→ **GIVEN EXERCISE**
The entries below should be output exactly as written.

☆ ☆ ☆ ☆

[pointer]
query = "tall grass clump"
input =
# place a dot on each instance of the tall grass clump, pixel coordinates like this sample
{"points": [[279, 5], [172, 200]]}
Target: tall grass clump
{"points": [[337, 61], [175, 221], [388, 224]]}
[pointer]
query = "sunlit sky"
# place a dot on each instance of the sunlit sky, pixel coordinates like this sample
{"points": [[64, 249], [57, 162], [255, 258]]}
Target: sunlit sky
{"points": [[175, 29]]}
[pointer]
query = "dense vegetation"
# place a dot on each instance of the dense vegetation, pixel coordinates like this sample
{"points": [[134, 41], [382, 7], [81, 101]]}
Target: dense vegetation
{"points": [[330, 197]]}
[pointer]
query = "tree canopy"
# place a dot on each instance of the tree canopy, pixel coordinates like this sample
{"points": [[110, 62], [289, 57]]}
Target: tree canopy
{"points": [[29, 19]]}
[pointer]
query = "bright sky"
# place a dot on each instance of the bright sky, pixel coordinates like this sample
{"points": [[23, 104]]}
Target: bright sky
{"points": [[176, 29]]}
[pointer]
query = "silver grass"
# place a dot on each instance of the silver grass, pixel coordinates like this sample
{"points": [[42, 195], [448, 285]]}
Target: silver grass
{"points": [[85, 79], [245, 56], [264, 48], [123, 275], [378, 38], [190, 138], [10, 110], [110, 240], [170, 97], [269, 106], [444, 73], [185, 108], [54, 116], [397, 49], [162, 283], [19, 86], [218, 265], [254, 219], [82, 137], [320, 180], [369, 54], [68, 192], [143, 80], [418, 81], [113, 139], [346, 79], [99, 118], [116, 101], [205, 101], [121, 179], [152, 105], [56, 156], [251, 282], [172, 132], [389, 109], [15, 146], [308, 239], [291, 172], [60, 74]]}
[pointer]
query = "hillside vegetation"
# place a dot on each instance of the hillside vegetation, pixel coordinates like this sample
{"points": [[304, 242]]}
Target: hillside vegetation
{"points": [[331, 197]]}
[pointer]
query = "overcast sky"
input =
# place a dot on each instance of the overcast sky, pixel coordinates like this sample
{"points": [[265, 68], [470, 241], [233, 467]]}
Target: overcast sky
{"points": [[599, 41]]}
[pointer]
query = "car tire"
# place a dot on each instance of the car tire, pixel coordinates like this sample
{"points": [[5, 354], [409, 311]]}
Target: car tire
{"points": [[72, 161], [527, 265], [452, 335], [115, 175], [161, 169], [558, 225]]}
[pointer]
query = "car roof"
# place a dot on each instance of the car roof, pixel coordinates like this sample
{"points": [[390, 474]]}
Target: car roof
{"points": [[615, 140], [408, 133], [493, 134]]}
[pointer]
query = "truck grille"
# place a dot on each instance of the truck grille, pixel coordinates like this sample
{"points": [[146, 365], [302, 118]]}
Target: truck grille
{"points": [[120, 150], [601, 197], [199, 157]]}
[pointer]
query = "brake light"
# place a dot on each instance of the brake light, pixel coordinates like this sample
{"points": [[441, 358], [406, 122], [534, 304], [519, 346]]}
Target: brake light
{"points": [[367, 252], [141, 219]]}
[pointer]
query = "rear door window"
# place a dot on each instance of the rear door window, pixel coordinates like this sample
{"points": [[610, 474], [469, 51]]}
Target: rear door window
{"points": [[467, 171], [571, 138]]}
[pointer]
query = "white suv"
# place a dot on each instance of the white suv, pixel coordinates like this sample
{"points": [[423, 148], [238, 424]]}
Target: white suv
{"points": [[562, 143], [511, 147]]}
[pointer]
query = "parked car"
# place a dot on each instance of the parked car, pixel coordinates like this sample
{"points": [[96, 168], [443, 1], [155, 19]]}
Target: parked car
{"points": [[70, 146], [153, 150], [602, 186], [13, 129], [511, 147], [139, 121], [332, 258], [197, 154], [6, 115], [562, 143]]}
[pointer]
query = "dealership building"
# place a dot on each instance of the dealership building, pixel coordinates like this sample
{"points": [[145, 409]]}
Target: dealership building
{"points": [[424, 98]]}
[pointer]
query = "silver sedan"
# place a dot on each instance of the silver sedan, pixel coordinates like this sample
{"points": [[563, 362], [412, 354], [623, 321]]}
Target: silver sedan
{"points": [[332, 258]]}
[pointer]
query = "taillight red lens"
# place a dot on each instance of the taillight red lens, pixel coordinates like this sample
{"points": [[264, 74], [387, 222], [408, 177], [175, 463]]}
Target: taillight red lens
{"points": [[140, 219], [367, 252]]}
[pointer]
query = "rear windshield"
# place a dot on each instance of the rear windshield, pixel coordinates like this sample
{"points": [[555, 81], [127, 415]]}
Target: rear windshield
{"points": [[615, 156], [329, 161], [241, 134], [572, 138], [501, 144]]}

☆ ☆ ☆ ☆

→ **CORRECT OUTPUT**
[pointer]
query = "tall grass clump"
input =
# place a dot on each instance of the tall grass clump, pixel coordinates like this sample
{"points": [[279, 5], [172, 200]]}
Target: tall grass clump
{"points": [[337, 61], [175, 221], [388, 224]]}
[pointer]
query = "sunlit sky"
# place a dot on each instance of the sunlit sky, pixel coordinates like this sample
{"points": [[64, 249], [57, 162], [255, 258]]}
Target: sunlit sky
{"points": [[175, 29]]}
[pointer]
query = "dense vegetation"
# place a dot on each instance of the dense vegetation, pixel coordinates like this sample
{"points": [[134, 41], [382, 7], [81, 101]]}
Target: dense vegetation
{"points": [[330, 197]]}
[pointer]
query = "tree canopy"
# place a dot on each instance of the tree canopy, pixel coordinates like this sample
{"points": [[110, 62], [289, 57]]}
Target: tree canopy
{"points": [[29, 19]]}
[pointer]
query = "bright sky"
# place a dot on each instance of the bright sky, pixel coordinates like this sample
{"points": [[23, 104]]}
Target: bright sky
{"points": [[176, 29]]}
[pointer]
query = "silver grass"
# place a dot on each instance of the silver grass, pixel coordinates like this sample
{"points": [[42, 195], [448, 285]]}
Target: silver grass
{"points": [[85, 79], [245, 56], [264, 48], [123, 275], [378, 38], [190, 138], [10, 110], [110, 240], [170, 97], [269, 106], [444, 73], [185, 108], [54, 116], [397, 49], [162, 283], [19, 86], [218, 265], [254, 219], [82, 137], [320, 180], [369, 54], [68, 192], [143, 80], [418, 81], [113, 139], [346, 79], [99, 118], [116, 101], [205, 101], [121, 179], [152, 105], [56, 156], [251, 282], [172, 132], [389, 109], [15, 146], [308, 239], [291, 172], [60, 74]]}
[pointer]
query = "hillside vegetation"
# place a dot on each instance of the hillside vegetation, pixel coordinates like this sample
{"points": [[304, 242]]}
Target: hillside vegetation
{"points": [[331, 197]]}
[pointer]
query = "overcast sky"
input =
# place a dot on each instance of the overcast sky, pixel coordinates like this sample
{"points": [[265, 68], [470, 241], [233, 467]]}
Target: overcast sky
{"points": [[599, 41]]}
[pointer]
query = "car tire"
# place a dot on each instance of the car tire, pixel coordinates like this sample
{"points": [[5, 354], [409, 311]]}
Target: car tire
{"points": [[72, 161], [527, 265], [452, 335], [115, 175], [161, 169], [558, 225]]}
[pointer]
query = "car roof"
# place a dot on each instance of the car roof, pixel coordinates like this sample
{"points": [[390, 474]]}
Target: car roof
{"points": [[615, 140], [408, 133], [493, 134]]}
[pointer]
query = "truck grille"
# place a dot on each instance of the truck grille, pixel coordinates like this sample
{"points": [[146, 365], [302, 118]]}
Target: truck grille
{"points": [[120, 150], [601, 197], [199, 157]]}
[pointer]
query = "brake light"
# place a dot on each instance of the brake light, pixel coordinates like this sample
{"points": [[441, 358], [406, 122], [534, 304], [519, 346]]}
Target: brake light
{"points": [[367, 252], [141, 219]]}
[pointer]
query = "rear door window"
# place a dot on each instance of the rear door window, pixel coordinates like this sample
{"points": [[610, 474], [469, 51]]}
Target: rear door window
{"points": [[467, 171], [571, 138]]}
[pointer]
query = "white suv"
# place a dot on each instance of the white suv, pixel coordinates like this sample
{"points": [[423, 148], [238, 424]]}
Target: white suv
{"points": [[562, 143], [511, 147]]}
[pointer]
query = "parked car"
# place a dot on each instance of the parked car, pixel coordinates like this sample
{"points": [[96, 168], [443, 1], [155, 19]]}
Target: parked car
{"points": [[70, 146], [153, 150], [602, 186], [13, 129], [511, 147], [139, 121], [332, 258], [197, 154], [6, 115], [562, 143]]}
[pointer]
query = "dealership building"
# place a dot on each instance of the dealership building, pixel coordinates like this sample
{"points": [[145, 409]]}
Target: dealership building
{"points": [[424, 98]]}
[pointer]
query = "silver sedan"
# place a dot on each instance of the silver sedan, pixel coordinates like this sample
{"points": [[563, 362], [412, 354], [623, 321]]}
Target: silver sedan
{"points": [[332, 258]]}
[pointer]
query = "taillight red lens"
# place a dot on each instance of the taillight red lens, pixel coordinates like this sample
{"points": [[264, 74], [387, 222], [408, 177], [175, 463]]}
Target: taillight red lens
{"points": [[140, 219], [367, 252]]}
[pointer]
query = "rear windshield"
# place a dot on each instance of the rear windshield, pixel coordinates like this sample
{"points": [[555, 81], [127, 415]]}
Target: rear windshield
{"points": [[615, 156], [329, 161], [241, 134], [572, 138], [501, 144]]}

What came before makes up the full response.